**Activity:**
Copy out each line of the data below in which the string "under" appears.

___ Dataset entries

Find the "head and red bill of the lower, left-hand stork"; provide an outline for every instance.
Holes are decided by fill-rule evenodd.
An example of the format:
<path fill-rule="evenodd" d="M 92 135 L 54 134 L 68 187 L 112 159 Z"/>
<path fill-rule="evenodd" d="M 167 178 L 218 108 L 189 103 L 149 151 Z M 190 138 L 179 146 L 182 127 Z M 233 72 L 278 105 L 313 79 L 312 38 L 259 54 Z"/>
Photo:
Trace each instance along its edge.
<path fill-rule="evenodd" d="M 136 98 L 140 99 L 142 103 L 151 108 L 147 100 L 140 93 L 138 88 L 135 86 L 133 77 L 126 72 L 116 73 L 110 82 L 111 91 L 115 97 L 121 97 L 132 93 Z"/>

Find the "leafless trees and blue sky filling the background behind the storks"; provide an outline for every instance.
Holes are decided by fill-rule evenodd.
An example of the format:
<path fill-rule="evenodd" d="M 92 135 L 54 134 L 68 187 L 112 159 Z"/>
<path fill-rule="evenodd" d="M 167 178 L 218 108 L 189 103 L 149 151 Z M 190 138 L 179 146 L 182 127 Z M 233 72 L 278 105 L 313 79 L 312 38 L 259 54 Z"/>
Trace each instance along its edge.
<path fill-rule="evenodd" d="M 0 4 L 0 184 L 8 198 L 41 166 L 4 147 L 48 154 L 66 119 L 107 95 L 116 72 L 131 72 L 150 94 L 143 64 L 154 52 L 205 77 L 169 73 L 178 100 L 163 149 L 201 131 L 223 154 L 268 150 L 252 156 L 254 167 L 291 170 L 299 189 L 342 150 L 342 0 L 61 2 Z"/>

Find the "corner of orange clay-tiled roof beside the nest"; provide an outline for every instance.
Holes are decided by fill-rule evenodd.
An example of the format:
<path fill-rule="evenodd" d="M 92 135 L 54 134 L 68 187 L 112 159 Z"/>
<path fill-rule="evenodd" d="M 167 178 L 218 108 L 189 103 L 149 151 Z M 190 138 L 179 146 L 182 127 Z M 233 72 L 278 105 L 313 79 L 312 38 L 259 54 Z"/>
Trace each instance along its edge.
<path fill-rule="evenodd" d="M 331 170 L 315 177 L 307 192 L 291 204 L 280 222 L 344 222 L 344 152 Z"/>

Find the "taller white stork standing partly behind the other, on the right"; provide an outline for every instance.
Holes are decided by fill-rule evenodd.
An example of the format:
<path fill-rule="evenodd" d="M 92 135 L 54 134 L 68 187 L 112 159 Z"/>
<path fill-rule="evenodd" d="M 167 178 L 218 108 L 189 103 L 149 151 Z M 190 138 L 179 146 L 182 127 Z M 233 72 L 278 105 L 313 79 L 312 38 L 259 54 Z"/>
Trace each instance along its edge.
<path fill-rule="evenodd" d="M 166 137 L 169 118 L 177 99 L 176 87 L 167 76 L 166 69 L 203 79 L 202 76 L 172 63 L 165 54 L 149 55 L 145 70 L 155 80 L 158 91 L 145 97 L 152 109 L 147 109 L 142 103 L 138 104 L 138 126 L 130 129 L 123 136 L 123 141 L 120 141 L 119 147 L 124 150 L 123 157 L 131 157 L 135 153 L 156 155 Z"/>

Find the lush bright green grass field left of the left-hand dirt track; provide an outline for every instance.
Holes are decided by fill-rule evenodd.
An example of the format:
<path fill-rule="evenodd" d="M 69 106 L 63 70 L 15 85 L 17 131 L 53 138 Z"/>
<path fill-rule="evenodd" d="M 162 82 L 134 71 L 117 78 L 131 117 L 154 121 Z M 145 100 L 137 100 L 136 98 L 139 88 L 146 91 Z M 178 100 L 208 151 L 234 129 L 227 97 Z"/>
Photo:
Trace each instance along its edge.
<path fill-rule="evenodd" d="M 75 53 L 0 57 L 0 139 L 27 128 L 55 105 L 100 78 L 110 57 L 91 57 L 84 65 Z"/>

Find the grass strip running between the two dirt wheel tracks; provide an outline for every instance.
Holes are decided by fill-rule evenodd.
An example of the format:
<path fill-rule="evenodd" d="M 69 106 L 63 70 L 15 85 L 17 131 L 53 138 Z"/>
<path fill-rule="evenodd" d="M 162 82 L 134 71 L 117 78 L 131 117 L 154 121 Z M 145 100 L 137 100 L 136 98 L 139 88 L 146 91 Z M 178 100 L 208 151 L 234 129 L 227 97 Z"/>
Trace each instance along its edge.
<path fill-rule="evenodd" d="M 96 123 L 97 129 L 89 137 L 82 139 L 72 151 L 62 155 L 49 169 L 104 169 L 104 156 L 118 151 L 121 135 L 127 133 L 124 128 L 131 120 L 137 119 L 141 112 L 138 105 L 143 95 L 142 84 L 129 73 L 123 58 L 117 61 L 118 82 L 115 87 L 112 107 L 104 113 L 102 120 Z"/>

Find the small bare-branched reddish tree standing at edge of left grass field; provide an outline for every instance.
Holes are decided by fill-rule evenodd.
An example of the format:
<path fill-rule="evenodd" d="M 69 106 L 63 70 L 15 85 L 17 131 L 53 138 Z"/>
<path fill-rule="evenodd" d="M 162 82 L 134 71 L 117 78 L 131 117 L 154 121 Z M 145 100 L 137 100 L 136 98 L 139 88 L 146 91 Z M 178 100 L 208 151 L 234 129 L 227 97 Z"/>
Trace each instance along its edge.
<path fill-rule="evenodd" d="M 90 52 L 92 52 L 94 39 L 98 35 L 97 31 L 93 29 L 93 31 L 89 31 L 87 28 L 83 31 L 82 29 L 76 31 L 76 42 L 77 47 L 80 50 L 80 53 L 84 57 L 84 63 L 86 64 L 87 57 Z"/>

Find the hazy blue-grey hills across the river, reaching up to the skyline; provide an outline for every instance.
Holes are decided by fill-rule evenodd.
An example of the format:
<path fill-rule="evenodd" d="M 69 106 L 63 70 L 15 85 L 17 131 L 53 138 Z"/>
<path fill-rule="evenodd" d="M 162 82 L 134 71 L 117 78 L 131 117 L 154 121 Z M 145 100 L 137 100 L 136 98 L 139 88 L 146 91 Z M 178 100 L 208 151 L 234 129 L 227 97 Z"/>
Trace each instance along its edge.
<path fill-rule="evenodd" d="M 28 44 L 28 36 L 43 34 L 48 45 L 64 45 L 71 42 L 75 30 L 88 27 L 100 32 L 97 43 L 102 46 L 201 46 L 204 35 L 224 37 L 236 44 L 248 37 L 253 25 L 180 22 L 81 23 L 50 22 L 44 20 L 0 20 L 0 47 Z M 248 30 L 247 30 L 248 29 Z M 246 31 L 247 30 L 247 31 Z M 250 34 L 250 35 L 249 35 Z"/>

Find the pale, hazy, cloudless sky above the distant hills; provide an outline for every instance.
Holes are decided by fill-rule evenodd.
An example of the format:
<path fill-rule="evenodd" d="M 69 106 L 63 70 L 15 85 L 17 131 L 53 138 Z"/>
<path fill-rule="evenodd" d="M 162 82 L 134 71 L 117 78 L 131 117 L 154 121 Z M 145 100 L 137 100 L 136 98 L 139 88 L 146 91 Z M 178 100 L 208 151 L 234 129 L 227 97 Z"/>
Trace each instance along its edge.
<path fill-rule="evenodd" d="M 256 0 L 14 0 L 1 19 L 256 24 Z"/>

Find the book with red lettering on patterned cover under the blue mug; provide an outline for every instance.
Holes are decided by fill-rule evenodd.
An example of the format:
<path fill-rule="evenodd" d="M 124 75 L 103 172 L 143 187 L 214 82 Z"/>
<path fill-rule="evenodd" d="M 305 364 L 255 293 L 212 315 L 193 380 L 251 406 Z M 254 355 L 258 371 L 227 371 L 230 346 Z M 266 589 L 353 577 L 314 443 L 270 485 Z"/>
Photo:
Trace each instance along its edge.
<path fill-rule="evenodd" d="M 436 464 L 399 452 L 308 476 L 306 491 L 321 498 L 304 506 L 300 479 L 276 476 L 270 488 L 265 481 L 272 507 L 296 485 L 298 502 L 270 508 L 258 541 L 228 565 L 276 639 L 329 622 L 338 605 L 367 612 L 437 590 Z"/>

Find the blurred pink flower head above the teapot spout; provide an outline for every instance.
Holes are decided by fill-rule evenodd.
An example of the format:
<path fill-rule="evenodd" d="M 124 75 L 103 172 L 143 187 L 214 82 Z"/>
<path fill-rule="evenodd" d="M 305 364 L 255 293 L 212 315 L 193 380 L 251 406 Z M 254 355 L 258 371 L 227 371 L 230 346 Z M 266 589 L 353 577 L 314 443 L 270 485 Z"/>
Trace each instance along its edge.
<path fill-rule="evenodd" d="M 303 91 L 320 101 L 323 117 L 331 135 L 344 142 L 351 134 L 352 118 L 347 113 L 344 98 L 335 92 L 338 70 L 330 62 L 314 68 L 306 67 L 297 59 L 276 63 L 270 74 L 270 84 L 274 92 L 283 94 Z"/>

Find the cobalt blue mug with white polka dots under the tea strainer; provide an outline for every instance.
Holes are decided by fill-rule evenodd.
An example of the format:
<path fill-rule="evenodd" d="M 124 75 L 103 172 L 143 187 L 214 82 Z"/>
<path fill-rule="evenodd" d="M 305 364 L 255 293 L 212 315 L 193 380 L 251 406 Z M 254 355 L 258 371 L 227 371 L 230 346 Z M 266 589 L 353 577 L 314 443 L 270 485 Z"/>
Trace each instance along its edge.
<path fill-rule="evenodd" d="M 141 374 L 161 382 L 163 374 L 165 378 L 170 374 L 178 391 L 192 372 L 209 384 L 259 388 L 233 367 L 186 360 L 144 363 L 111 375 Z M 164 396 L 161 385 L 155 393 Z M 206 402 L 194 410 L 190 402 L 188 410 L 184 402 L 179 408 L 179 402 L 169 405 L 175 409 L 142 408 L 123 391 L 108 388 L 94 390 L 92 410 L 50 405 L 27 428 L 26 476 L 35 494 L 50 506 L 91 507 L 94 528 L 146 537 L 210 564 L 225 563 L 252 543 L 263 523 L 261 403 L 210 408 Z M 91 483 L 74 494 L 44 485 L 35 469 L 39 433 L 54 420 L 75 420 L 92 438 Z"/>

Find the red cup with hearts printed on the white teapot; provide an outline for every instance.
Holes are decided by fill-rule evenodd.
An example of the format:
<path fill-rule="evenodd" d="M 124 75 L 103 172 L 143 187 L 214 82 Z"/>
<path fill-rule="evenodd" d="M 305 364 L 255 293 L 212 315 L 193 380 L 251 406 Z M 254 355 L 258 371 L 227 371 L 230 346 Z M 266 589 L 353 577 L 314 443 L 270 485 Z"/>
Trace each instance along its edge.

______
___ Dataset entries

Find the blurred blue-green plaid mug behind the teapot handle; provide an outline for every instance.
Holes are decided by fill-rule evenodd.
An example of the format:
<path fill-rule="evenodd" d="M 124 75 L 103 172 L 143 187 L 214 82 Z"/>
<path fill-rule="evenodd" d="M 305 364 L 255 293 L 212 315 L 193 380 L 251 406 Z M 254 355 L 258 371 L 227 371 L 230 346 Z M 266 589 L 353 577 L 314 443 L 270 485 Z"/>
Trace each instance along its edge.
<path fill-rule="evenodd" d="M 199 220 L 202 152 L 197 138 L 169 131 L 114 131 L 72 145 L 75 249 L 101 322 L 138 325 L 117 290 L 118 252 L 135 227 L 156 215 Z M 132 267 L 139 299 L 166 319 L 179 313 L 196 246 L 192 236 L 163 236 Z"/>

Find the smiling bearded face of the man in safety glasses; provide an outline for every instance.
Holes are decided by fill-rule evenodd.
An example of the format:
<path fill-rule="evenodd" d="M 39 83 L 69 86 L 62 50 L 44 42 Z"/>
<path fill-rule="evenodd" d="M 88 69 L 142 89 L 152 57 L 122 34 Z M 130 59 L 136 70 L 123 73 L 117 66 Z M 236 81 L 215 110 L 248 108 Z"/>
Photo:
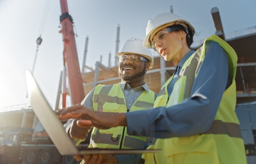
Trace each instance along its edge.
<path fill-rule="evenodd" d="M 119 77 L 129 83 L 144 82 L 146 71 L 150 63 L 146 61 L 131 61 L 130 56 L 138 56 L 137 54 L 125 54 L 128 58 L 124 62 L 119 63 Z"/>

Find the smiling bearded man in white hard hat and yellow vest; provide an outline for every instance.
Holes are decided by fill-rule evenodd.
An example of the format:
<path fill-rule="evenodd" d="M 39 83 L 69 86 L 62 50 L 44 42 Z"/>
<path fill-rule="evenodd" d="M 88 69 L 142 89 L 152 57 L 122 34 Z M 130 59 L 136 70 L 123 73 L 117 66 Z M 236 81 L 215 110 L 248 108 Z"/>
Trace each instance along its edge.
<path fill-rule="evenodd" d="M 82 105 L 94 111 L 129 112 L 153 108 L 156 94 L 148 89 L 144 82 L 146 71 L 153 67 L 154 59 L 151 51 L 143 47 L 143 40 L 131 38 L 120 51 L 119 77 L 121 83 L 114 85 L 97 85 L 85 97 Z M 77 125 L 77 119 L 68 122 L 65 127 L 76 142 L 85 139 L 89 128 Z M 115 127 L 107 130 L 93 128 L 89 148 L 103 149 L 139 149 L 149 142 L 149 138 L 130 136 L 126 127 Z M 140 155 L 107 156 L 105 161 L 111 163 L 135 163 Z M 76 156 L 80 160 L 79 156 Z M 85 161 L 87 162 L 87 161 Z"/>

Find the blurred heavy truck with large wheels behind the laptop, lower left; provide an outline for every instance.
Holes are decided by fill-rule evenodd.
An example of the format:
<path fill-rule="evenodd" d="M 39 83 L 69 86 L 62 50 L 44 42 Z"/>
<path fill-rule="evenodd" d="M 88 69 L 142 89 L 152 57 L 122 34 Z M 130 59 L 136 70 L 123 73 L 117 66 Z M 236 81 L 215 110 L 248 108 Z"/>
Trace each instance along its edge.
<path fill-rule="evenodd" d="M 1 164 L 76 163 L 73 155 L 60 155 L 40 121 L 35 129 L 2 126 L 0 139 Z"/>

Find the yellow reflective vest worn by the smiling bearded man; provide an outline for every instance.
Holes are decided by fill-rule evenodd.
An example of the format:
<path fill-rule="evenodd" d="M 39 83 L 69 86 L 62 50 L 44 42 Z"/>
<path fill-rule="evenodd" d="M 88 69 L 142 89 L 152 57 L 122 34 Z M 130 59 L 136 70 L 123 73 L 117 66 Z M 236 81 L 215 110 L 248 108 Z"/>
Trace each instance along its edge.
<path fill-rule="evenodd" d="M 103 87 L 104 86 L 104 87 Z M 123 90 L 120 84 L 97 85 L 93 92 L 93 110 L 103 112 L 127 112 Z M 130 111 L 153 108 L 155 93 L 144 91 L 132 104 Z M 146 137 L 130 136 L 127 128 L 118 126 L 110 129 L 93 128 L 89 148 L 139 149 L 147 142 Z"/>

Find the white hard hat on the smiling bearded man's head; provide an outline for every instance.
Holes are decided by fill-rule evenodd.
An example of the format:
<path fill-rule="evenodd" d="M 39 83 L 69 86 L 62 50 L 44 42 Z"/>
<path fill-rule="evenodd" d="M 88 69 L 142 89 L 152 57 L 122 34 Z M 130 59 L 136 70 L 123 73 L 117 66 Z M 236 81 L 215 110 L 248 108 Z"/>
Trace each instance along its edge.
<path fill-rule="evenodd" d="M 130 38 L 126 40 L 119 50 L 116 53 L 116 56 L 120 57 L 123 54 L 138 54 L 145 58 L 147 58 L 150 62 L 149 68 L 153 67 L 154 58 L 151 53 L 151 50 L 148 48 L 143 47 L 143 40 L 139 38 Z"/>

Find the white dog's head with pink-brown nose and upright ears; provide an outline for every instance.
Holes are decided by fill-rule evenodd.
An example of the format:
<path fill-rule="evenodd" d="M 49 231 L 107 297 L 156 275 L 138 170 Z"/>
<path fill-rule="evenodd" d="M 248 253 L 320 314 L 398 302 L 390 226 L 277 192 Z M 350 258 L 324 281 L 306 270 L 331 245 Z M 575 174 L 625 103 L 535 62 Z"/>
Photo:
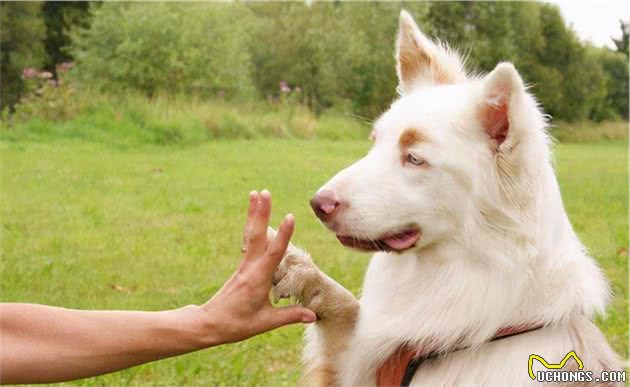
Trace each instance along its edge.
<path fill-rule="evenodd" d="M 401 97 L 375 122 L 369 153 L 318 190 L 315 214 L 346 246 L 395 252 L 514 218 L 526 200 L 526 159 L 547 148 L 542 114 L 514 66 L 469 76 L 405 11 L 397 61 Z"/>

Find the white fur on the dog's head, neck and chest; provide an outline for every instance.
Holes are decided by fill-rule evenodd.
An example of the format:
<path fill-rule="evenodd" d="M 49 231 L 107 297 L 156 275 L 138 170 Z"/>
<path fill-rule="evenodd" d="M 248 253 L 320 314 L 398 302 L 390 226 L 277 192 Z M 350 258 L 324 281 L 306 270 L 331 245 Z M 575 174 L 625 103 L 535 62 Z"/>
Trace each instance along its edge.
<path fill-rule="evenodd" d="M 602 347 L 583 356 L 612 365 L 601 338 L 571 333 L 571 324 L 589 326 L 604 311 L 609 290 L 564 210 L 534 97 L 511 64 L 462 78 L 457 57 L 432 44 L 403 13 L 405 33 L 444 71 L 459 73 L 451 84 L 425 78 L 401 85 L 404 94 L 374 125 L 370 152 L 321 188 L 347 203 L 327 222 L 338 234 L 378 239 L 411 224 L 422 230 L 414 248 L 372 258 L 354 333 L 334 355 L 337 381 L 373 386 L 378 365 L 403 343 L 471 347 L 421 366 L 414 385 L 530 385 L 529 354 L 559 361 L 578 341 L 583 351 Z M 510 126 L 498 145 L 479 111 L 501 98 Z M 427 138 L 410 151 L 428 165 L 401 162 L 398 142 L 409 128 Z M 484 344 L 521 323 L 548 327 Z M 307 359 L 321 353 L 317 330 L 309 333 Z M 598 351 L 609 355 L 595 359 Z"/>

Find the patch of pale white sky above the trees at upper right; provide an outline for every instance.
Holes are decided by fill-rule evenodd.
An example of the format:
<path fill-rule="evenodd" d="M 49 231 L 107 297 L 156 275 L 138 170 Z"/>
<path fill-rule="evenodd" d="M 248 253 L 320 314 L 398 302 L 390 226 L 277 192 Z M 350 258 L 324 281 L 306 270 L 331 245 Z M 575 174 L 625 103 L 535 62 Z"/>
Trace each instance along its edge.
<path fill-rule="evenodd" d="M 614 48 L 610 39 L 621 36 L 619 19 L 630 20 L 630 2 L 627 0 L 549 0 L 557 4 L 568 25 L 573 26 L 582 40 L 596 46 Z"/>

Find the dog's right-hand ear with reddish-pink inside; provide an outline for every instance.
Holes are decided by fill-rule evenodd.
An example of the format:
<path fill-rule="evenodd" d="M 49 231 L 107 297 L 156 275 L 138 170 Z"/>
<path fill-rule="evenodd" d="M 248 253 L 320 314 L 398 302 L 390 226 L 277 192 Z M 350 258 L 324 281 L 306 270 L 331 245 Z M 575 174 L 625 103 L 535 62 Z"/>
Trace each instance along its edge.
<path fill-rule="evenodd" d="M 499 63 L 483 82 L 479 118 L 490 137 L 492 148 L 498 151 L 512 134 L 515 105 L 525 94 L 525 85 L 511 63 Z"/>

______

**Output of the task:**
Find the book with red lettering on patterned cover under the blue mug; provide an outline for every instance.
Find the cobalt blue mug with white polka dots under the tea strainer; provide an outline for every instance.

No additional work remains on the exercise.